(About this task) Copy, from the material below, each line where "small" shows up.

(Given entries)
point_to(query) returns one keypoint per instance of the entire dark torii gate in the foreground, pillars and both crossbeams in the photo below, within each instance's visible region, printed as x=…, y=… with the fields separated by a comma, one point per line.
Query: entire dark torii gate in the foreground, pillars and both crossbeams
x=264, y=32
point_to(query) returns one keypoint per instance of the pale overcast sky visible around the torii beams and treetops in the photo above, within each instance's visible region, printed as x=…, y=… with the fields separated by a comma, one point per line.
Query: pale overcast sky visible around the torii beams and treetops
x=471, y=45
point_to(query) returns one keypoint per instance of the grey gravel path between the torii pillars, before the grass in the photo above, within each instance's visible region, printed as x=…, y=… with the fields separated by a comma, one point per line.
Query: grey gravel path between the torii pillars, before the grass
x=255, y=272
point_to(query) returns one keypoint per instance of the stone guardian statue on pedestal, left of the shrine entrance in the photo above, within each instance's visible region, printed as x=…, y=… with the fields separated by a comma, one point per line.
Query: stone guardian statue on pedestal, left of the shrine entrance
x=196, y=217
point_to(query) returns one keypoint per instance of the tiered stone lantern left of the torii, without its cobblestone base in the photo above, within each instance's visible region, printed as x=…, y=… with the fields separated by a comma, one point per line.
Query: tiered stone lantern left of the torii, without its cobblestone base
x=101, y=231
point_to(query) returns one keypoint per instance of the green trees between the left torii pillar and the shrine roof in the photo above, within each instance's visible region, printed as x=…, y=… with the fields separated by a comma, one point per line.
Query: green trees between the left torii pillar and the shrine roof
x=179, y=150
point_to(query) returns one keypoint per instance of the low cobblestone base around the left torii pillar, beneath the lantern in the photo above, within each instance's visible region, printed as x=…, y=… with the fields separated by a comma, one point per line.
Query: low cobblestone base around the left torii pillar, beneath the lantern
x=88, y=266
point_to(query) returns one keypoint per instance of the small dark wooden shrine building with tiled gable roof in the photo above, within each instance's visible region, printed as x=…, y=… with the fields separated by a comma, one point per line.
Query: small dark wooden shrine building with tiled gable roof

(Solution for this task)
point_to(query) returns one keypoint per instance of the small dark wooden shrine building with tiled gable roof in the photo above, within each instance's visible region, printed as x=…, y=… with the fields separated by a comma, one point per line.
Query: small dark wooden shrine building with tiled gable roof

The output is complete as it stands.